Nothing but the lines from the one containing "Mark every instance of the side window" to the end of the data should be returned, each exactly as written.

Records excerpted from a collection:
----
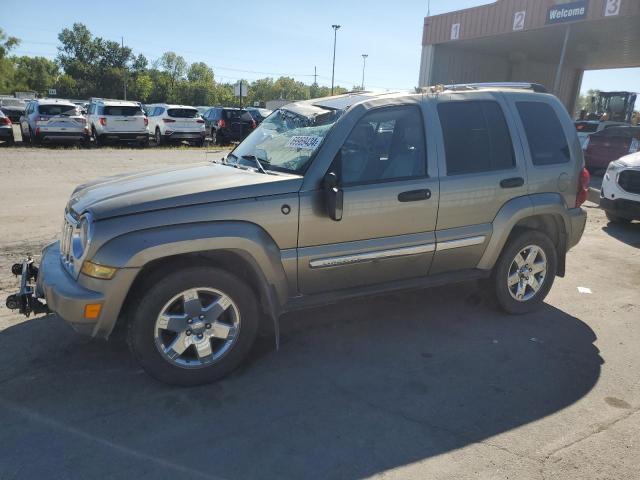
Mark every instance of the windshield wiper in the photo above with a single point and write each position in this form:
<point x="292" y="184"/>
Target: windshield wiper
<point x="255" y="159"/>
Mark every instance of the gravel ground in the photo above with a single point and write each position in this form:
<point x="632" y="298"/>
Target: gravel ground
<point x="434" y="384"/>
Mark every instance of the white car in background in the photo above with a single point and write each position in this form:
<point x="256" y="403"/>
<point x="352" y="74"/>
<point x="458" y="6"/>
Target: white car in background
<point x="620" y="192"/>
<point x="50" y="120"/>
<point x="587" y="127"/>
<point x="175" y="123"/>
<point x="117" y="120"/>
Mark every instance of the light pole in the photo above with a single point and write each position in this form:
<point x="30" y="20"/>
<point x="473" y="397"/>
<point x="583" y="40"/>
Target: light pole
<point x="333" y="70"/>
<point x="364" y="62"/>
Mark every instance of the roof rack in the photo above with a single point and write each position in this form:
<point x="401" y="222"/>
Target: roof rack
<point x="536" y="87"/>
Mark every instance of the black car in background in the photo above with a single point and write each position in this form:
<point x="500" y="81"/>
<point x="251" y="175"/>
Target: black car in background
<point x="258" y="114"/>
<point x="13" y="108"/>
<point x="224" y="125"/>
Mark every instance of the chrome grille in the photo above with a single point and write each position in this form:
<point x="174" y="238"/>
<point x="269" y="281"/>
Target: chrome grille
<point x="66" y="242"/>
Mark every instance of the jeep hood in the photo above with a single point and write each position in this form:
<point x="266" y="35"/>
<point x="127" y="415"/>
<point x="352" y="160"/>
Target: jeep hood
<point x="175" y="187"/>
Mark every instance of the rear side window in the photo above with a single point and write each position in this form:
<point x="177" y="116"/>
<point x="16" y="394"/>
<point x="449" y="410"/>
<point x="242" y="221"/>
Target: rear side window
<point x="58" y="110"/>
<point x="122" y="111"/>
<point x="547" y="142"/>
<point x="182" y="112"/>
<point x="476" y="137"/>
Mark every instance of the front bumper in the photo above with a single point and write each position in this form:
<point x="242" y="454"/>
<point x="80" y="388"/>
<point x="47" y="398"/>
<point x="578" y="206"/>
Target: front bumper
<point x="621" y="207"/>
<point x="68" y="297"/>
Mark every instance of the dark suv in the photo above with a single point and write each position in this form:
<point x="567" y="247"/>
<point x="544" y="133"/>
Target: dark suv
<point x="225" y="125"/>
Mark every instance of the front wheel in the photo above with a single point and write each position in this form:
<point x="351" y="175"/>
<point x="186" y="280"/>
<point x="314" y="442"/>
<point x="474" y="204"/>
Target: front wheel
<point x="194" y="326"/>
<point x="525" y="272"/>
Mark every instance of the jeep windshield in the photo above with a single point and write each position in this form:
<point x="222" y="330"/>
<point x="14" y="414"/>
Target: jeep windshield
<point x="287" y="139"/>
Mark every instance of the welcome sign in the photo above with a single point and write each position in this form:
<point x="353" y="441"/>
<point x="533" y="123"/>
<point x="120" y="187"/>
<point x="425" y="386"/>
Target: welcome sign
<point x="568" y="12"/>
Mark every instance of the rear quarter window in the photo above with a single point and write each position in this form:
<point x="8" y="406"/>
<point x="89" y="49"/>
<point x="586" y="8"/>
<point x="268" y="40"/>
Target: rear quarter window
<point x="547" y="142"/>
<point x="476" y="137"/>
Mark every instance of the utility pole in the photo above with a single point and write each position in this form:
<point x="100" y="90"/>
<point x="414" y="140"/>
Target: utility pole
<point x="333" y="70"/>
<point x="364" y="62"/>
<point x="125" y="73"/>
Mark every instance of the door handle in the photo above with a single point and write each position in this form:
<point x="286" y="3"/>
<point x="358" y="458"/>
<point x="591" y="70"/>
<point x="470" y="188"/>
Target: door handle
<point x="512" y="182"/>
<point x="414" y="195"/>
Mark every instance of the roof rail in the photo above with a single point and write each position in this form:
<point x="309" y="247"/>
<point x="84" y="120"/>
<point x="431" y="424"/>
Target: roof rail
<point x="536" y="87"/>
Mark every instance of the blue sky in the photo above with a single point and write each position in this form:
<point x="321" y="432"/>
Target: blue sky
<point x="253" y="38"/>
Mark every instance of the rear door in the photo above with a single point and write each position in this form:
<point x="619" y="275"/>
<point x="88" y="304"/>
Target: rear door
<point x="60" y="118"/>
<point x="185" y="119"/>
<point x="481" y="169"/>
<point x="124" y="119"/>
<point x="390" y="207"/>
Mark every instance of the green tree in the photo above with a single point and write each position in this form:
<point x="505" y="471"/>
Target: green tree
<point x="35" y="73"/>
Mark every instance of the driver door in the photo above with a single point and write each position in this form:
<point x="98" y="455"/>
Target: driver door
<point x="390" y="204"/>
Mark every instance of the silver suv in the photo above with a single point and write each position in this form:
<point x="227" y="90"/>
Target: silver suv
<point x="53" y="120"/>
<point x="327" y="199"/>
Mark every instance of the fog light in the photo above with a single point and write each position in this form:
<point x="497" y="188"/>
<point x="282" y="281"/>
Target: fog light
<point x="92" y="310"/>
<point x="98" y="271"/>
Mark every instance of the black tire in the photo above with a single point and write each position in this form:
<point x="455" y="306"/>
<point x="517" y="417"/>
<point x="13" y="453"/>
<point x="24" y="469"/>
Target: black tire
<point x="615" y="218"/>
<point x="143" y="317"/>
<point x="519" y="241"/>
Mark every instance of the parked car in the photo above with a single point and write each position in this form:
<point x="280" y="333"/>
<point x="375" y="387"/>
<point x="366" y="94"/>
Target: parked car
<point x="609" y="145"/>
<point x="225" y="125"/>
<point x="327" y="199"/>
<point x="620" y="192"/>
<point x="258" y="114"/>
<point x="51" y="120"/>
<point x="175" y="123"/>
<point x="6" y="129"/>
<point x="587" y="127"/>
<point x="13" y="108"/>
<point x="117" y="120"/>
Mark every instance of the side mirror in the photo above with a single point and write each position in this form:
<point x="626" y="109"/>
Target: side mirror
<point x="333" y="196"/>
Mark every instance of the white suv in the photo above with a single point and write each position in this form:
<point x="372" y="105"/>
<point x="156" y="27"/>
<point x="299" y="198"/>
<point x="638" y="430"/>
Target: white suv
<point x="48" y="120"/>
<point x="117" y="120"/>
<point x="620" y="192"/>
<point x="175" y="122"/>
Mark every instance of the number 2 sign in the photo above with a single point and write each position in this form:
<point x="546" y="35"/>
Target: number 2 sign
<point x="518" y="20"/>
<point x="612" y="7"/>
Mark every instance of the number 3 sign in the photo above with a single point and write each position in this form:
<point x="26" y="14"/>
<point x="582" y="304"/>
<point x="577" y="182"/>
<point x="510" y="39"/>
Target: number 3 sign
<point x="612" y="7"/>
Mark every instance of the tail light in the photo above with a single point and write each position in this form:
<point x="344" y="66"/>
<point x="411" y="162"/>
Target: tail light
<point x="583" y="187"/>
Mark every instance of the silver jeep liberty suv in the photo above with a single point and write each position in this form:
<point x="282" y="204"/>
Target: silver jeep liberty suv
<point x="327" y="199"/>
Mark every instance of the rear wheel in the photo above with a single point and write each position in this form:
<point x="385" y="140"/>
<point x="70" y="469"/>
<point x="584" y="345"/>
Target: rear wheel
<point x="615" y="218"/>
<point x="194" y="326"/>
<point x="525" y="272"/>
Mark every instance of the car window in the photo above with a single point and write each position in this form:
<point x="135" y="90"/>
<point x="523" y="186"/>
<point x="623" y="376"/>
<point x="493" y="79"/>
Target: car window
<point x="122" y="111"/>
<point x="58" y="110"/>
<point x="476" y="137"/>
<point x="182" y="112"/>
<point x="547" y="142"/>
<point x="384" y="145"/>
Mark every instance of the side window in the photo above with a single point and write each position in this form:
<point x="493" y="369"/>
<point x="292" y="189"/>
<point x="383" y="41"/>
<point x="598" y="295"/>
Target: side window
<point x="386" y="144"/>
<point x="547" y="142"/>
<point x="476" y="137"/>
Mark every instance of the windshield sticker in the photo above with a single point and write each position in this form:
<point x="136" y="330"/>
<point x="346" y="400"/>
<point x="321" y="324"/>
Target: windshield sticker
----
▸ Solution to the exercise
Mark every instance of the side window in the photo above with a single point and write each position in this form:
<point x="493" y="369"/>
<point x="292" y="189"/>
<point x="383" y="41"/>
<point x="598" y="295"/>
Target: side window
<point x="386" y="144"/>
<point x="547" y="142"/>
<point x="476" y="137"/>
Mark every instance of the windshield sticker in the photo above with a single point and write each position in this form:
<point x="136" y="330"/>
<point x="346" y="400"/>
<point x="321" y="324"/>
Target: windshield sticker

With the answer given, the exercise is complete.